**GIVEN REQUEST**
Tally how many of the lines below contain the string "Query". Reply with only the number.

**ROWS**
□ □ □ □

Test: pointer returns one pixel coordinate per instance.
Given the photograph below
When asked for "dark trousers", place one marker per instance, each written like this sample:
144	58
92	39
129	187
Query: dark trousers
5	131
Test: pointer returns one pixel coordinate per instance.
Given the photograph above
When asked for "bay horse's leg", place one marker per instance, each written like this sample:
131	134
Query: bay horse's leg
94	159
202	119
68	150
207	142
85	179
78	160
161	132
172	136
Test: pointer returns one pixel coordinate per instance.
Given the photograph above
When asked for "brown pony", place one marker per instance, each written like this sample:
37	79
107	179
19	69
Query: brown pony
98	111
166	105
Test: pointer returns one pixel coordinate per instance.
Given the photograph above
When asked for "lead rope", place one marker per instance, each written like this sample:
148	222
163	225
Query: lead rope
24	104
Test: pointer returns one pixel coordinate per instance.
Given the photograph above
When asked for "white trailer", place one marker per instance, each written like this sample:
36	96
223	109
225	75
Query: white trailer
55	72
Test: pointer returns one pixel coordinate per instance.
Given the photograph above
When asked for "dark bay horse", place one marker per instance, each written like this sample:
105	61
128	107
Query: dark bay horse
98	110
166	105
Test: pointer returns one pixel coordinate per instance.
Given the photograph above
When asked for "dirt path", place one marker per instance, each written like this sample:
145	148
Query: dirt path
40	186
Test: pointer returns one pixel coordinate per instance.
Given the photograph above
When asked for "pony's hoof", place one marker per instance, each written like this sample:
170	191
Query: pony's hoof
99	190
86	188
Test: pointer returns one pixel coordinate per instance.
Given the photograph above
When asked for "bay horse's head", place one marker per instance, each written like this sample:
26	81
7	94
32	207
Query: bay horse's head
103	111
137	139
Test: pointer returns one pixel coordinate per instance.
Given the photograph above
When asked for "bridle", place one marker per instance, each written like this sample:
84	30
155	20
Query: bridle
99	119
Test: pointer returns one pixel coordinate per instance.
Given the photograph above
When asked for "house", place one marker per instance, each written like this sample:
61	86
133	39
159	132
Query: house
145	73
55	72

□ □ □ □

**EXERCISE RESULT**
11